SET OF TASKS>
1. In the Kline v. the Kemper Group court opinion, on what date did Wall to Wall terminate Kline's employment?
2. Write the next part of the Kline v. the Kemper Group court opinion, starting after its last sentence.

Kline v. the Kemper Group, 826 F. Supp. 123 (M.D. Pa. 1993)
July 6, 1993
THE KEMPER GROUP, et al., Defendants.
United States District Court, M.D. Pennsylvania.
*124 *125 Clifford A. Rieders, Williamsport, PA, for plaintiff.
Robert A. Gallagher, Mitchell Mitchell Gray & Gallagher, Williamsport, PA, Michael A. Plevyak, Malcolm & Riley, West Chester, PA, for defendants.
McCLURE, District Judge.
Carl Kline filed this declaratory judgment action against the Kemper Group (Kemper) and the Chubb Group of Insurance Companies (Chubb), and other related insurance companies, seeking a declaration that coverage exists over age-discrimination claims asserted by Kline against his former employer in another action filed before this court, Kline v. Wall to Wall Sound & Video, Civ. No. 3:CV-92-1472 (M.D.Pa.).
Wall to Wall Sound & Video (Wall to Wall) is currently in Chapter 11 bankruptcy, In re: Wall to Wall Sound & Video, 90-21761 (Bankr.E.D.Pa.). On May 21, 1992, Kline and Wall to Wall entered into a stipulation in which Wall to Wall consented to Kline's receiving relief from the automatic stay imposed by its bankruptcy filing, so that Kline could proceed on his age discrimination claim in federal court. Wall to Wall assigned to plaintiff "any and all insurance policies or coverage which inured to its benefit or which had an insurable interest in connection with plaintiff's ... claim". (Plaintiff's complaint, para. 23)
Kline then initiated this action to obtain a declaration of coverage from Wall to Wall's insurance carriers. The policies under which Kline asserts that coverage exists are comprehensive general liability policies issued by the defendant carriers and which were in effect from July 5, 1989 to July 5, 1990. Plaintiff's employment was terminated by Wall to Wall on March 9, 1990. There were several policies in effect at that time.
A comprehensive general liability policy (No. 3YE 717 156-01) issued by American (a Kemper-related company) provided primary coverage for bodily injury and property damage claims in the amount of $1 million per *126 occurrence and in the aggregate. A second policy issued by American provided first level excess coverage in the amount of $5 million per occurrence and $5 million in the aggregate for the policy year, subject to a retained limit of $10,000.00. Both coverages were stated in a single "combination policy".
The next layer of excess coverage is provided by a commercial excess liability policy (No. (90) XXXX-XX-XX) issued by Federal Insurance and the Chubb Group which provides excess coverage in the amount of $10 million per occurrence.

EXTRACTED DATA>
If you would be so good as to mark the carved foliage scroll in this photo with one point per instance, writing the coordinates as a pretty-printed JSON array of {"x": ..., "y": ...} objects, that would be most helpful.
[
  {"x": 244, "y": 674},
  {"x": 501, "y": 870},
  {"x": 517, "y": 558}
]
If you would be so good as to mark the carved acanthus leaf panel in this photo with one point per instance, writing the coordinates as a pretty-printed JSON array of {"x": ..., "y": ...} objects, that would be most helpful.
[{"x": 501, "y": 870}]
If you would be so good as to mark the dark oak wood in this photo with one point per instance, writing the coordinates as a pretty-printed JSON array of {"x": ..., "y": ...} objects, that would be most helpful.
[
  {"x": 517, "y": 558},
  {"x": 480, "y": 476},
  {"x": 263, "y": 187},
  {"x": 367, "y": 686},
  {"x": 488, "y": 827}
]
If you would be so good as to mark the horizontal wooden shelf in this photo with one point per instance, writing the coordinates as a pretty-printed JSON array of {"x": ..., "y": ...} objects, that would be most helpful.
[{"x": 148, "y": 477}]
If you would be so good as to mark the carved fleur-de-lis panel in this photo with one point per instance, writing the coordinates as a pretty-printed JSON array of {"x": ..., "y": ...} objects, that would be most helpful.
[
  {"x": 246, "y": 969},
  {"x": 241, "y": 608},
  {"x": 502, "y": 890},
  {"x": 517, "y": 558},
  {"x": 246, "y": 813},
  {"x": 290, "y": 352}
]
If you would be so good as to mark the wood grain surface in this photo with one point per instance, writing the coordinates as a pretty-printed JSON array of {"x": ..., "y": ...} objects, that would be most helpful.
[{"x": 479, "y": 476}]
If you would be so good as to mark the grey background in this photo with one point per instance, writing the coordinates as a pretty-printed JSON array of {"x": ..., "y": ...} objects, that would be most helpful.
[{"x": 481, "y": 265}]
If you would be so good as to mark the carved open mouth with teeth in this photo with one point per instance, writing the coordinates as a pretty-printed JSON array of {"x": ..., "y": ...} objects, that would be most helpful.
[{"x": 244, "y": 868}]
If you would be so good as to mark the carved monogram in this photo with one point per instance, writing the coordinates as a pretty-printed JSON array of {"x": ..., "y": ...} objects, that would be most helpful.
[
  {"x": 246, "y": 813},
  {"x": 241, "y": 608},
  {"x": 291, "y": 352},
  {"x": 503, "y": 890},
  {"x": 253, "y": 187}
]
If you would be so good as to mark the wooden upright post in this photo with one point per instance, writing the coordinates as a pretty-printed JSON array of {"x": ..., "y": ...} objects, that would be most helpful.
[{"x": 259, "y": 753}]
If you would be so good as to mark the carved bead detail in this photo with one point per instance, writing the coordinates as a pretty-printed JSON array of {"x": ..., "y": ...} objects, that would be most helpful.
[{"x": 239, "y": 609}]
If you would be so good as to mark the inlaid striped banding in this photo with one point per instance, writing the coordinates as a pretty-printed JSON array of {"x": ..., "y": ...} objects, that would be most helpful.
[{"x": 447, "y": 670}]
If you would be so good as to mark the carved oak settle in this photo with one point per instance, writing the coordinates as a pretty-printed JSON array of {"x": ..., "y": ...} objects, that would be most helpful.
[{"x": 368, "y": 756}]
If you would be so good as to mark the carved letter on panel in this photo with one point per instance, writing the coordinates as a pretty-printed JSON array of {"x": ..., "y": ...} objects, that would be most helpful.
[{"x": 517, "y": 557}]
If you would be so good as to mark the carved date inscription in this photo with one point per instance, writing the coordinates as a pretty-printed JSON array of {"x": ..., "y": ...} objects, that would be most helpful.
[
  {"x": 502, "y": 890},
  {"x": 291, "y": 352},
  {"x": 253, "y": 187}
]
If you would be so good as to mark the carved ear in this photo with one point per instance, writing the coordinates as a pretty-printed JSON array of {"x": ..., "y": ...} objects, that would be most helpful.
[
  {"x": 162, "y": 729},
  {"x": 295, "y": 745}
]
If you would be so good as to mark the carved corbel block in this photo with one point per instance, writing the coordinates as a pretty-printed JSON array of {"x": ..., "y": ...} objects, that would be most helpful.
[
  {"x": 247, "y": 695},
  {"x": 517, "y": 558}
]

ANSWERS IN ORDER>
1. March 9, 1990.

2.
Plaintiff seeks a declaratory judgment declaring that defendants have a duty to defend Wall to Wall in the underlying action and to pay any judgments entered against Wall to Wall (Count I); a permanent injunction directing the defendant insurers to provide coverage for plaintiff's claims in the underlying ADEA action and requiring defendants to pay any judgment rendered against Wall to Wall (Count II); and attorneys' fees based on the defendant carriers' alleged bad faith in refusing to defend Wall to Wall in the underlying action (Count III).
Before the court are Rule 12(b) (6) motions to dismiss by Kemper (Record Document No. 8) and Chubb (Record Document No. 9). Both groups of defendants seek dismissal on the ground that the plain language of the policies clearly does not afford coverage for the discrimination claims asserted by plaintiff in the underlying action. In support of their motion, defendants American/Kemper attach complete copies of the subject policies which are not attached to plaintiff's complaint. Because reference to the entire policy is necessary to decide defendants' motions, we will decide the motions as motions for summary judgment. See Fed.R.Civ.P. 12(b) (6) and 56. We agree with defendants' interpretation of the policies and will enter summary judgment in their favor for the reasons discussed below.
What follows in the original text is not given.